Cosa fare:
1/ Riassumi in due frasi il testo su Redemption Song.
2/ Copia dal testo su Redemption Song il passo che va da "REDEMPTION SONG, il" a "la chimera dell'occidente.".

Testo di riferimento:
((

REDEMPTION SONG di Cristina Mantis

REDEMPTION SONG, il nuovo documentario di Cristina Mantis, è il sogno di redenzione che Cissoko, il protagonista africano, invoca per la sua gente e la sua terra.
Giunto in Italia dalla guerra in Libia, rendendosi conto delle forme di schiavitù che spesso sperimentano in Europa i suoi fratelli immigrati, Cissoko decide di filmarle e di tornare in Africa, a proiettarle nelle scuole e nei villaggi, per contribuire al risveglio della sua gente. Se da un lato c’è l’urgenza “di contribuire ad arrestare l’emorragia umana che dissangua l’Africa”, dall’altro il suo vuole essere un invito alla cessazione dei conflitti interni africani e all’affrancamento della propria terra, adoperandosi tutti insieme per farla crescere, senza consegnarla a sempre nuovi colonizzatori o  abbandonarla per la chimera dell'occidente.
 
E’ questo stesso sentire che del resto lo spinge in Brasile ad omaggiare i discendenti degli schiavi che, ancor oggi, mantengono vive le origini africane grazie alla loro unione.
Alla base del documentario c'è una presa di coscienza forte e la consapevolezza che sia necessario un affrancamento innanzitutto interiore, che spinga a lottare per mantenere la propria essenza, inevitabilmente rompendo con catene fisiche o mentali.

))

Estratti dei dati:
((

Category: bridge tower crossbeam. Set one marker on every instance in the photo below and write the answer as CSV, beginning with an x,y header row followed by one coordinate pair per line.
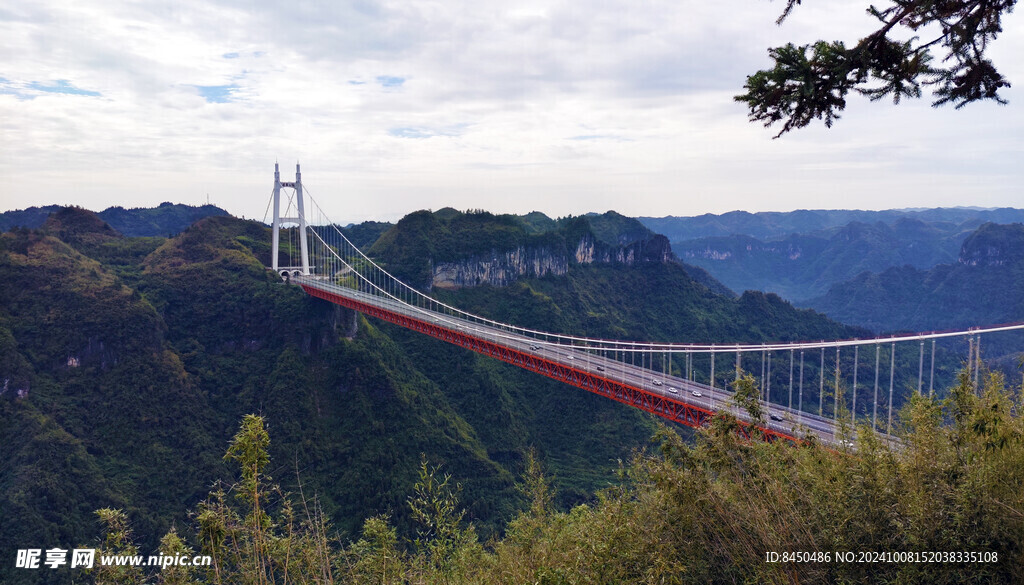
x,y
300,220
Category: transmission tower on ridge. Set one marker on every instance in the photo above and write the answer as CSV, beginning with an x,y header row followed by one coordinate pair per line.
x,y
279,221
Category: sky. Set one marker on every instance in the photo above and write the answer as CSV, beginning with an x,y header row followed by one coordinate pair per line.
x,y
563,108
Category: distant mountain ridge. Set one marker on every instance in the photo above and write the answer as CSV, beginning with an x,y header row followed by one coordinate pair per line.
x,y
101,333
166,219
801,254
772,224
983,286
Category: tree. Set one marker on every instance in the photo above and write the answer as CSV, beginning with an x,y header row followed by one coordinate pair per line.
x,y
803,87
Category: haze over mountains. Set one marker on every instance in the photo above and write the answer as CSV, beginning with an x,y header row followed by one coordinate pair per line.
x,y
801,254
100,332
128,361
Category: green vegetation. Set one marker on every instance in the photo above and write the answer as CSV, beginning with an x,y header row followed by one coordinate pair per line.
x,y
708,511
803,87
165,220
989,272
127,363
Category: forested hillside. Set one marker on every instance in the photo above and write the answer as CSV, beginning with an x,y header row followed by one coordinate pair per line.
x,y
167,219
984,285
801,254
128,363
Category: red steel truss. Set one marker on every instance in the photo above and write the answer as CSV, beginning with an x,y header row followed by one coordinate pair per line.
x,y
638,398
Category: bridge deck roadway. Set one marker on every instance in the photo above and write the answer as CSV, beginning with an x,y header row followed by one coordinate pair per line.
x,y
674,398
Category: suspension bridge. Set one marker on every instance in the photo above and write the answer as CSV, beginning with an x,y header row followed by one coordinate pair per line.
x,y
636,373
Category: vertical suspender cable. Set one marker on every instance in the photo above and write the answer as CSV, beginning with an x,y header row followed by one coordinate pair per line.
x,y
921,370
892,377
762,389
875,410
800,401
836,399
970,356
791,378
853,410
821,385
931,376
977,363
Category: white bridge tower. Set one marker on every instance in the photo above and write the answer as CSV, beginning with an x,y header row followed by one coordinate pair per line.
x,y
279,221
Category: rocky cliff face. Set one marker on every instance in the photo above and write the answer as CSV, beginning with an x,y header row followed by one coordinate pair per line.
x,y
503,267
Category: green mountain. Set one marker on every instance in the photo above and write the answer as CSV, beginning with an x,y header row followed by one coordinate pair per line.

))

Risposte attese:
1/ Redemption Song è un documentario di Cristina Mantis in cui Cissoko, giunto in Italia dalla guerra in Libia, filma le forme di schiavitù vissute in Europa dagli immigrati per proiettarle nelle scuole e nei villaggi africani. Il suo intento è contribuire ad arrestare l'emorragia umana che dissangua l'Africa e invitare alla fine dei conflitti interni e a un affrancamento, innanzitutto interiore, della propria terra.

2/
REDEMPTION SONG, il nuovo documentario di Cristina Mantis, è il sogno di redenzione che Cissoko, il protagonista africano, invoca per la sua gente e la sua terra.
Giunto in Italia dalla guerra in Libia, rendendosi conto delle forme di schiavitù che spesso sperimentano in Europa i suoi fratelli immigrati, Cissoko decide di filmarle e di tornare in Africa, a proiettarle nelle scuole e nei villaggi, per contribuire al risveglio della sua gente. Se da un lato c’è l’urgenza “di contribuire ad arrestare l’emorragia umana che dissangua l’Africa”, dall’altro il suo vuole essere un invito alla cessazione dei conflitti interni africani e all’affrancamento della propria terra, adoperandosi tutti insieme per farla crescere, senza consegnarla a sempre nuovi colonizzatori o  abbandonarla per la chimera dell'occidente.